======== Extract provided ========
“Show me a hero and I will write you a tragedy.”
The Notebooks of F Scott Fitzgerald
Francis Scott Key Fitzgerald was born September 24, 1896 in Saint Paul, Minnesota. Always known simply as “Scott,” he was named after his second cousin thrice removed, Francis Scott Key, who wrote the lyrics for the Star-Spangled Banner.
The Fitzgerald family moved to Buffalo, New York, where his father worked for Proctor & Gamble until he was fired in 1908. Then the family moved back to Minnesota. Scott attended Catholic school throughout his childhood, and after graduating from High School went on to Princeton. There he continued to write the stories just as he had since childhood.
While at home on winter break, 19-year-old Scott met a wealthy young Chicago socialite, Ginevra King. She attended a boarding school in Connecticut, and Scott courted her until she ended the relationship in early 1917. Her family considered Scott an unsuitable match because of his lower-class standing. Adter the breakup Scott left Princeton and enlisted in the US Army. Although he was reportedly suicidal and hoping to die in WWI, he still had dreams of being a published author. He hurriedly wrote a 120,000 word manuscript entitled The Romantic Egotist. It was rejected by Max Perkins at Scribner’s, although Perkins encouraged Fitzgerald to revise it.
Stationed in Montgomery Alabama and looking to get over his heartbreak from Ginevra, Scott socialized. In June 1918 he met 17-year-old Zelda Sayre, the daughter of Alabama Supreme Court Justice Anthony D. Sayre. Fitzgerald became determined to become a successful author and marry her, and rewrote the novel he started and Princeton, finishing it in September 1919.
This Side of Paradise was published March 26th, 1920. The first printing was 3,000 copies, and two more printings were made within a month. On April 3rd 1920 Scott married Zelda at St. Patrick’s Cathedral in New York. The couple quickly became icons of the 1920s and the jazz age that Fitzgerald epitomized in his work. Their first and only child, a daughter named Frances and called ‘Scottie’ was born in 1921, and Fitzgerald’s second novel, The Beautiful and Damned was published in 1922. He was just 26 by this time.
======== Records ========
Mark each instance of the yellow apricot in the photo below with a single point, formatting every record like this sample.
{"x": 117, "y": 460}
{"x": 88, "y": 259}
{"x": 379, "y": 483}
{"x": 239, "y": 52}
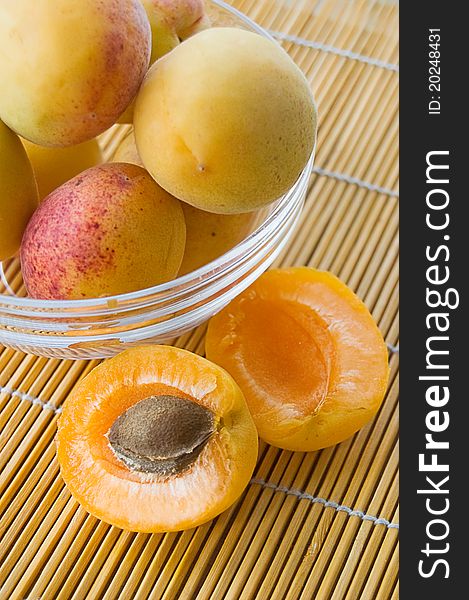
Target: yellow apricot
{"x": 54, "y": 166}
{"x": 18, "y": 192}
{"x": 109, "y": 230}
{"x": 226, "y": 121}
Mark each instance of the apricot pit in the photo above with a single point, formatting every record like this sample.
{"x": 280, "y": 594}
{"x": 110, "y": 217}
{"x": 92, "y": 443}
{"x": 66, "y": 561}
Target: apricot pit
{"x": 145, "y": 439}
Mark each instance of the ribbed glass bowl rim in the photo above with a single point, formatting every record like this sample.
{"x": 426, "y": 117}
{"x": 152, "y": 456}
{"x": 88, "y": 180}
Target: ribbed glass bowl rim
{"x": 174, "y": 288}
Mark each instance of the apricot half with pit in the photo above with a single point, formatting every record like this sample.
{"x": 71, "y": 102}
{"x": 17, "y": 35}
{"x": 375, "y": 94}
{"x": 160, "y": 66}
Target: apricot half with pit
{"x": 156, "y": 439}
{"x": 307, "y": 354}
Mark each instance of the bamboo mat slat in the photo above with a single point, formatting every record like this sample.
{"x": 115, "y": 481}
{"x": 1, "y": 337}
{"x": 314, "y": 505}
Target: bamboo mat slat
{"x": 320, "y": 525}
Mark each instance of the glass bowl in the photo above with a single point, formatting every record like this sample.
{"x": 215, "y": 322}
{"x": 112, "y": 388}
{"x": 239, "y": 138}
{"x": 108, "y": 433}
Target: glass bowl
{"x": 101, "y": 327}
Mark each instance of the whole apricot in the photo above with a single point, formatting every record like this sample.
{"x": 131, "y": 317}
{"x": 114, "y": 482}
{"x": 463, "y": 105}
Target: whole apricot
{"x": 208, "y": 235}
{"x": 54, "y": 166}
{"x": 226, "y": 121}
{"x": 18, "y": 192}
{"x": 156, "y": 439}
{"x": 172, "y": 21}
{"x": 69, "y": 68}
{"x": 307, "y": 354}
{"x": 127, "y": 151}
{"x": 107, "y": 231}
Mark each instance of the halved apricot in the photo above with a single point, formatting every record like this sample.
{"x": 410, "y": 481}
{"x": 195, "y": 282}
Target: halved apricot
{"x": 156, "y": 439}
{"x": 307, "y": 354}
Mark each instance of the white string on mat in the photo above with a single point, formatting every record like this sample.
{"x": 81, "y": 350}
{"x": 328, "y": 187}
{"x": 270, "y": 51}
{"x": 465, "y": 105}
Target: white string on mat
{"x": 326, "y": 503}
{"x": 31, "y": 399}
{"x": 375, "y": 62}
{"x": 355, "y": 181}
{"x": 272, "y": 486}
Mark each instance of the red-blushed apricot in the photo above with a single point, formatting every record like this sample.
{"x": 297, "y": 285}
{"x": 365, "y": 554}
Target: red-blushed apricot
{"x": 70, "y": 68}
{"x": 156, "y": 439}
{"x": 109, "y": 230}
{"x": 307, "y": 354}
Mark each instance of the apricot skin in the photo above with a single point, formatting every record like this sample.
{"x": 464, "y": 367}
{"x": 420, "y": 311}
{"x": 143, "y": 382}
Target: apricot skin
{"x": 220, "y": 146}
{"x": 109, "y": 230}
{"x": 307, "y": 354}
{"x": 108, "y": 489}
{"x": 18, "y": 192}
{"x": 69, "y": 68}
{"x": 208, "y": 235}
{"x": 172, "y": 21}
{"x": 54, "y": 166}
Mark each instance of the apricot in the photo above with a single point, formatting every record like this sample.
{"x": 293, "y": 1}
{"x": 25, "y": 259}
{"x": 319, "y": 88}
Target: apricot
{"x": 69, "y": 68}
{"x": 226, "y": 121}
{"x": 208, "y": 235}
{"x": 54, "y": 166}
{"x": 18, "y": 192}
{"x": 127, "y": 151}
{"x": 171, "y": 21}
{"x": 307, "y": 354}
{"x": 109, "y": 230}
{"x": 156, "y": 439}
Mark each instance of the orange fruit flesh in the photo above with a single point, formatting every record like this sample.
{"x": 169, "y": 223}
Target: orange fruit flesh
{"x": 307, "y": 355}
{"x": 137, "y": 501}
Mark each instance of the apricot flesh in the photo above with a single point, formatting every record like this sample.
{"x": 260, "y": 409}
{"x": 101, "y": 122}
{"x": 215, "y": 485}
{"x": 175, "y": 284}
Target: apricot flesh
{"x": 109, "y": 230}
{"x": 18, "y": 192}
{"x": 131, "y": 498}
{"x": 226, "y": 121}
{"x": 54, "y": 166}
{"x": 306, "y": 353}
{"x": 208, "y": 235}
{"x": 69, "y": 68}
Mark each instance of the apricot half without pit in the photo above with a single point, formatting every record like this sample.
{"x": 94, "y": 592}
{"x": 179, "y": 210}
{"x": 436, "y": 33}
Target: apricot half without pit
{"x": 307, "y": 354}
{"x": 156, "y": 439}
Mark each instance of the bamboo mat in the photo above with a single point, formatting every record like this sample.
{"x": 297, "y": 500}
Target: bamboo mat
========
**Exercise instructions**.
Please give the date and place of Scott and Zelda's wedding, as stated in the Fitzgerald biography above.

**Task response**.
April 3rd, 1920, at St. Patrick's Cathedral in New York.